The Price of Our Addiction By Jane Bryant Quinn
The Price of Our Addiction
For years to come, we'll be paying for our oil in both treasure and blood, as we fight and parley to keep ever-tighter supplies flowing our way.
By Jane Bryant Quinn
© 2006 Newsweek, Inc.
April 24, 2006 issue - The U.S. lives in an energy trap. We fell into it gladly, dug it deeper and sit fat and happy, with blinders on. We're fed daily meals of imported oil, from countries we pay in IOUs and think we can push around. But now we're starting to see the costs and risks of our dependency—and I don't only mean gasoline averaging $2.74 a gallon at the pump.
For years to come, we'll be in the hands of some of the most dysfunctional governments in the world. Oil prices will rise and economic growth will slow—not this year, but almost certainly a few years out. We'll be paying in both treasure and blood, as we fight and parley to keep ever-tighter supplies of world oil flowing our way.

RECORDED DATA
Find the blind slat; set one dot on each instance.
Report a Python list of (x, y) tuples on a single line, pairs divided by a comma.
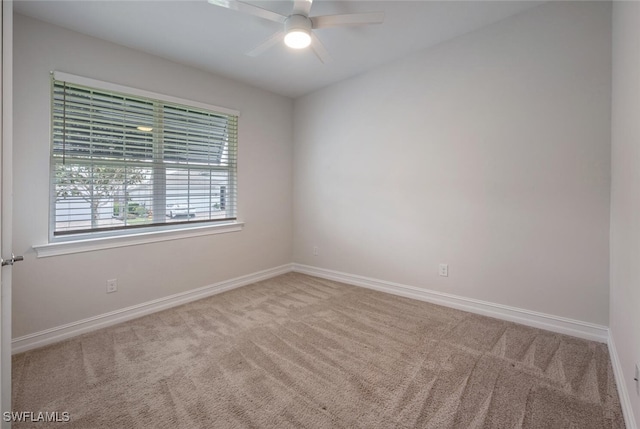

WHAT IS ASKED
1. Summarize the piece on U.S. oil dependence in two sentences.
2. Transcribe the passage of the piece on U.S. oil dependence starting at "The Price of Our Addiction By" and ending at "2006 Newsweek, Inc.".

SOLUTION SET
1. The United States has dug itself into an energy trap by relying on imported oil from countries it pays in IOUs, and the costs and risks of that dependency go beyond gasoline averaging $2.74 a gallon. For years to come the country will be in the hands of some of the world's most dysfunctional governments, with oil prices rising and growth slowing a few years out, and it will pay in both treasure and blood to keep ever-tighter supplies flowing its way.

2.
The Price of Our Addiction By Jane Bryant Quinn
The Price of Our Addiction
For years to come, we'll be paying for our oil in both treasure and blood, as we fight and parley to keep ever-tighter supplies flowing our way.
By Jane Bryant Quinn
© 2006 Newsweek, Inc.